* [DATASET CONTENT]
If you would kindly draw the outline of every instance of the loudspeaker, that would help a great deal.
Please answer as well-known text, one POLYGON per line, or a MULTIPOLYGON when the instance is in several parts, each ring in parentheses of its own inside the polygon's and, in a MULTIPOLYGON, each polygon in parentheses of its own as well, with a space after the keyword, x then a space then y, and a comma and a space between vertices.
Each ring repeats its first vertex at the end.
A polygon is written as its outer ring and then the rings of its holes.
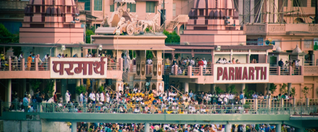
POLYGON ((110 85, 113 84, 113 79, 106 79, 105 81, 106 82, 106 85, 110 85))
POLYGON ((162 75, 162 80, 164 82, 164 84, 169 84, 169 75, 162 75))

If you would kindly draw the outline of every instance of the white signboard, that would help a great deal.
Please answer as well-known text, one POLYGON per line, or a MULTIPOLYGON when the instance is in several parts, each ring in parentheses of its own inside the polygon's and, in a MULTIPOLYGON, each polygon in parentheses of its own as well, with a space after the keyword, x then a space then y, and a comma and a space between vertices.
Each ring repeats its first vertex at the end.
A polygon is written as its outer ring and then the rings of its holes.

* [INSTRUCTION] Could you copy out all of the lines above verbatim, leaving the pictures out?

* [EXERCISE SOLUTION]
If you would kindly draw the outline of every instance of the loudspeaker, that would help a great deal.
Please answer as well-known text, one POLYGON per line, or a MULTIPOLYGON when the instance is in several parts, each ring in parentheses of its own inside the polygon's and, in a MULTIPOLYGON, each polygon in parentheses of its own as well, with a space after the keyword, x then a space then y, and a comma and a space between vertices.
Each ring repeats its first vertex at the end.
A polygon is written as its outer ring and then the rings of its holes.
POLYGON ((110 85, 113 84, 113 79, 106 79, 105 81, 106 82, 106 85, 110 85))
POLYGON ((162 75, 162 80, 164 82, 164 84, 169 84, 169 75, 162 75))

If you would kindly draw the outline of every instance of the white signboard, that would help a great deal.
Please answer as well-known text, one POLYGON per line, or a MULTIPOLYGON when the instance is in several parts, each ring in parentheses of its own inside the polygon's and, in a MULTIPOLYGON, each polygon in parentheses of its own as well, with a space after the keyword, x then a space then y, and a comma and a space between vertices.
Each ring repeats its first vertex at the end.
A polygon is written as its outer ring and then the rings of its holes.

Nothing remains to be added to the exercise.